- _Text shown_:
A court ruling in New Mexico signals that state-licensed medical cannabis companies can claim a tax deduction reserved for prescription medication.
A New Mexico appellate court has ruled that state-licensed medical cannabis producers can claim a tax deduction for prescription medication, the Albuquerque Journal reports. New Mexico has never allowed the industry to take the deduction and medical cannabis companies paid about $24 million in gross receipts taxes over the last three years, the report says.
Sen. Jacob Candelaria (D) told the Journal that the ruling has “a direct potential fiscal implication to the state” and that lawmakers will need to set aside funding for the tax claims if the ruling survives appeal.
The Court of Appeals verdict overturns a hearing officer’s decision and says medical cannabis meets the definition of a prescription drug under New Mexico tax code because physicians are required to certify patients for the program and that both medical cannabis and the allowable tax deduction for prescription drugs both intend to make medicine more accessible to patients, according to the report. The state’s cannabis laws don’t define cannabis as a prescription drug.
Candelaria suggested to the Journal that the ruling could have implications beyond the tax code, including on workplace medical cannabis policies, and the rights of inmates and others under state supervision to use medical cannabis.
Last year, the New Mexico Corrections Department updated its guidelines allowing registered patients on parole or probation to use their physician-recommended medical cannabis products. If the ruling in upheld and serves to define cannabis as a prescription drug, it could allow inmates and those awaiting trial – who are not covered by the Department of Corrections guidance – access to their medicine.
The ruling could ultimately lower cannabis prices for patients in the state if companies no longer have to pay the state taxes. The Taxation and Revenue Department has until Feb. 27 to appeal the ruling.

- _Work instructions_: Reproduce the entire article about the New Mexico court ruling on medical cannabis taxes word for word, keeping every sentence and punctuation mark unchanged.

- _Data for analysis_:

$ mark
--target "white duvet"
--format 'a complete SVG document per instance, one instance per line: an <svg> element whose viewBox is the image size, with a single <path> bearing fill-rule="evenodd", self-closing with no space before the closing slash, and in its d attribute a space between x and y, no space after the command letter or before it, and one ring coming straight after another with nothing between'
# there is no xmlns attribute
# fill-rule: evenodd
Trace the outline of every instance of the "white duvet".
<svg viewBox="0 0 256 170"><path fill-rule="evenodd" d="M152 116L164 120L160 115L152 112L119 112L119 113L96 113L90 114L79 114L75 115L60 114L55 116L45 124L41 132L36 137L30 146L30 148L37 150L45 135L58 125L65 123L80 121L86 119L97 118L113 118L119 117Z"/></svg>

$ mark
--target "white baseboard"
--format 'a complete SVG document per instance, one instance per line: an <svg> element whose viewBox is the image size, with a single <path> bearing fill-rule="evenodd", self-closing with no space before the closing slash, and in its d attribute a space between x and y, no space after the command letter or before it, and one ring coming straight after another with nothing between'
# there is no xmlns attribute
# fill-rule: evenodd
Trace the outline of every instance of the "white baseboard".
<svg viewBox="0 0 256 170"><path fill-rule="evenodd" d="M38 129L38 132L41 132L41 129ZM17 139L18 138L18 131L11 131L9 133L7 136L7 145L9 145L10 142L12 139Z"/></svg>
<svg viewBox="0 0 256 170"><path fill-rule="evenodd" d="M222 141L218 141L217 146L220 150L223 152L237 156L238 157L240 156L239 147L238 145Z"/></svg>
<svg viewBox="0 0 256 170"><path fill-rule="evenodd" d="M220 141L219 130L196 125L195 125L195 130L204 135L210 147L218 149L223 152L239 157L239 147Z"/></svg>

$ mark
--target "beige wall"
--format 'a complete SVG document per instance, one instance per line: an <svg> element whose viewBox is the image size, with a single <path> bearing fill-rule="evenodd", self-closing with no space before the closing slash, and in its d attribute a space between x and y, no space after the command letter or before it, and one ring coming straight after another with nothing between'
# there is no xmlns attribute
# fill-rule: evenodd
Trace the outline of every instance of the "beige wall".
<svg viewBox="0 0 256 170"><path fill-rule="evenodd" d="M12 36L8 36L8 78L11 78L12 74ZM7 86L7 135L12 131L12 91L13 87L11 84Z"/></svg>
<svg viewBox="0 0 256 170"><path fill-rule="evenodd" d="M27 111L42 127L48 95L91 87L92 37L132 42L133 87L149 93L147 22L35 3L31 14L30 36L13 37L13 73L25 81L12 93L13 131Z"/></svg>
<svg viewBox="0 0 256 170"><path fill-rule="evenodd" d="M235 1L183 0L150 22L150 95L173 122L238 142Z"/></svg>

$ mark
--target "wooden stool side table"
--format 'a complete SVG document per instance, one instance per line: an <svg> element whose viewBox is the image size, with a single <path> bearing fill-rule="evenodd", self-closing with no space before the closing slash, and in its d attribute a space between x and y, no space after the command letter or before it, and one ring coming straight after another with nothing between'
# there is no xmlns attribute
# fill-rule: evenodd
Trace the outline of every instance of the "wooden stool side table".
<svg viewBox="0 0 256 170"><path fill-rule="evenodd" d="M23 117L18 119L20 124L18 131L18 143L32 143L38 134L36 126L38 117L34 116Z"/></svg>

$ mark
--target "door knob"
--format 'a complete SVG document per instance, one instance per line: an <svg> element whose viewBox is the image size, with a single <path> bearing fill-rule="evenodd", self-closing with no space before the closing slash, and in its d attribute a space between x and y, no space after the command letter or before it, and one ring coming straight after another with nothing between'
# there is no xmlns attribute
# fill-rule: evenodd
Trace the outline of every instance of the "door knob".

- _Task output_:
A court ruling in New Mexico signals that state-licensed medical cannabis companies can claim a tax deduction reserved for prescription medication.
A New Mexico appellate court has ruled that state-licensed medical cannabis producers can claim a tax deduction for prescription medication, the Albuquerque Journal reports. New Mexico has never allowed the industry to take the deduction and medical cannabis companies paid about $24 million in gross receipts taxes over the last three years, the report says.
Sen. Jacob Candelaria (D) told the Journal that the ruling has “a direct potential fiscal implication to the state” and that lawmakers will need to set aside funding for the tax claims if the ruling survives appeal.
The Court of Appeals verdict overturns a hearing officer’s decision and says medical cannabis meets the definition of a prescription drug under New Mexico tax code because physicians are required to certify patients for the program and that both medical cannabis and the allowable tax deduction for prescription drugs both intend to make medicine more accessible to patients, according to the report. The state’s cannabis laws don’t define cannabis as a prescription drug.
Candelaria suggested to the Journal that the ruling could have implications beyond the tax code, including on workplace medical cannabis policies, and the rights of inmates and others under state supervision to use medical cannabis.
Last year, the New Mexico Corrections Department updated its guidelines allowing registered patients on parole or probation to use their physician-recommended medical cannabis products. If the ruling in upheld and serves to define cannabis as a prescription drug, it could allow inmates and those awaiting trial – who are not covered by the Department of Corrections guidance – access to their medicine.
The ruling could ultimately lower cannabis prices for patients in the state if companies no longer have to pay the state taxes. The Taxation and Revenue Department has until Feb. 27 to appeal the ruling.